[Task a]
Answer these questions about the Jim Cramer text:
(i) According to the CNBC producer, what was the article on Jim Cramer?
(ii) What is the title of the article in question?
(iii) Who used the video supplied to Comedy Central to publicly humiliate Jim Cramer?

One of the proudest moments of my life came the day that the CNBC producer called to tell me that the article I had written on Jim Cramer was the single meanest thing she had ever read in her life and that I was banned from CNBC forever.
The article in question, “Jim Cramer Is a Complicated Man,” is largely composed of quotes from Jim’s own writings, with some minimal explication from me. Though Jim’s confessions are tawdry enough to make a pimp squirm, since that piece largely draws upon extensive quotes from Jim’s own writing I do not see how it can be called, “mean”. I do know that various people (e.g., a Georgetown Law School professor friend) who read it have upon completion expressed dumfounded disgust at Cramer.
There is also, of course, the additional issue of the video I caused to be supplied to Comedy Central a year later, a video which Jon Stewart used to publicly humiliate Jim Cramer in a way that in any sane world would have left Jim lucky to be delivering weather forecasts from Butte, Montana.

[Entries shown]
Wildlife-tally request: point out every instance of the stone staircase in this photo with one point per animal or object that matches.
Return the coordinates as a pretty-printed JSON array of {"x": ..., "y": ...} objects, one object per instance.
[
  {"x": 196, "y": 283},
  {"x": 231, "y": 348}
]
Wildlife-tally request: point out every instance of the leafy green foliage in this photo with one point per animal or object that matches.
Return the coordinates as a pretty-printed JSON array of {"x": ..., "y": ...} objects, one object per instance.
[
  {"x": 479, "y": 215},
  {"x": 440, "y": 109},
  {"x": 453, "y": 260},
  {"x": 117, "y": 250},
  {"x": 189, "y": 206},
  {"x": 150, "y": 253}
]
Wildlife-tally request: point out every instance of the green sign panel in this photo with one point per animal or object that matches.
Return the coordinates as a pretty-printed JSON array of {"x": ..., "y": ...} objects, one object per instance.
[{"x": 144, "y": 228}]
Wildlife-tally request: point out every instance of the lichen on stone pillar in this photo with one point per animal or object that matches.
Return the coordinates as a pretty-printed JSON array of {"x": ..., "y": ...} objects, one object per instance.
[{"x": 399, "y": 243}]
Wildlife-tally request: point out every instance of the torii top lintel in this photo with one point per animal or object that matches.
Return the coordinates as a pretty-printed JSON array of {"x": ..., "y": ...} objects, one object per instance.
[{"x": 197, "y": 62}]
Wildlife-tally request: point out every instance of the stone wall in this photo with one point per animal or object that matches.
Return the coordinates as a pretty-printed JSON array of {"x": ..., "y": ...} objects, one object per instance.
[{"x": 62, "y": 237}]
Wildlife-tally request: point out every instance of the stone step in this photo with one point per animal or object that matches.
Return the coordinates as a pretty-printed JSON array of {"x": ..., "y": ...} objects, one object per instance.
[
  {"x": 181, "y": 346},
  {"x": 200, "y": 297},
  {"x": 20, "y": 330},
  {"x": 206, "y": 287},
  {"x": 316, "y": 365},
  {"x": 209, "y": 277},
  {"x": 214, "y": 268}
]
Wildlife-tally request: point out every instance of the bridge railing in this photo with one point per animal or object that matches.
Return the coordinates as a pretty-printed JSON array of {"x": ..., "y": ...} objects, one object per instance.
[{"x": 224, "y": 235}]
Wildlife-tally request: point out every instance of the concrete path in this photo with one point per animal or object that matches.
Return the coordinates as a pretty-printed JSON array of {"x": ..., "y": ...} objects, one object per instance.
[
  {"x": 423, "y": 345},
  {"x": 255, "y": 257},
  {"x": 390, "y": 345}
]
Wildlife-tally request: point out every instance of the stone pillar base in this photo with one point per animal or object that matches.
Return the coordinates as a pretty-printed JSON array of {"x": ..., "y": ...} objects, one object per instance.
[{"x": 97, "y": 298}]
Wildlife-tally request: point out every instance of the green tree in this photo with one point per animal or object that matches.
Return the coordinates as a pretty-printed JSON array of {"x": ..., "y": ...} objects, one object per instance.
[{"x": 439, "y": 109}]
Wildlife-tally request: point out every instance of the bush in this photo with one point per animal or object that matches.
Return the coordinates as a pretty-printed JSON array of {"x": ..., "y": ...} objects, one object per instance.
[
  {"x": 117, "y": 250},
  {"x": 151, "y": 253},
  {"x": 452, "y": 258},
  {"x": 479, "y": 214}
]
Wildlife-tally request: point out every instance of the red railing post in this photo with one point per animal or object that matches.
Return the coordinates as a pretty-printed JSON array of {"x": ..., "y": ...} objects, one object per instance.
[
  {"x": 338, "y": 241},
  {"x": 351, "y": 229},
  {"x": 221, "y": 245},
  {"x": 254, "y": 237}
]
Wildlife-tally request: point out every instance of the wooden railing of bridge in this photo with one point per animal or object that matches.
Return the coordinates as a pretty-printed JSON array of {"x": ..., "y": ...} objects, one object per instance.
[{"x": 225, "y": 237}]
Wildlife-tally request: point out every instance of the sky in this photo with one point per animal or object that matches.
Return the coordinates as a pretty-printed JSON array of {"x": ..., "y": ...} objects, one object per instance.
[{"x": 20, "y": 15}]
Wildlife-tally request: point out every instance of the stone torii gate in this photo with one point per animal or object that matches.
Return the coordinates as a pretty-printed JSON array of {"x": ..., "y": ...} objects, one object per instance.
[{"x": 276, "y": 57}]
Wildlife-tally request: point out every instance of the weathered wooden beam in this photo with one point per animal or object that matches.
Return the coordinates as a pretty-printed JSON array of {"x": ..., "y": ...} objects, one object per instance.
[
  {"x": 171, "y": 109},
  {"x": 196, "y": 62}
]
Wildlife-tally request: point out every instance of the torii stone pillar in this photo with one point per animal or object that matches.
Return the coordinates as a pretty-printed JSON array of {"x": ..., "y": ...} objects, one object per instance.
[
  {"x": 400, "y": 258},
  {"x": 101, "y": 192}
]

[Task b] Reproduce the entries word for word, beginning at the line that contains "the torii stone" and continuing through the last line of the entries.

[Worked solution a]
(i) The single meanest thing she had ever read in her life.
(ii) "Jim Cramer Is a Complicated Man."
(iii) Jon Stewart.

[Worked solution b]
Wildlife-tally request: point out every instance of the torii stone pillar in this photo with one point per animal or object that matches.
Return the coordinates as a pretty-printed JSON array of {"x": ..., "y": ...} objects, one object per instance.
[
  {"x": 400, "y": 258},
  {"x": 101, "y": 192}
]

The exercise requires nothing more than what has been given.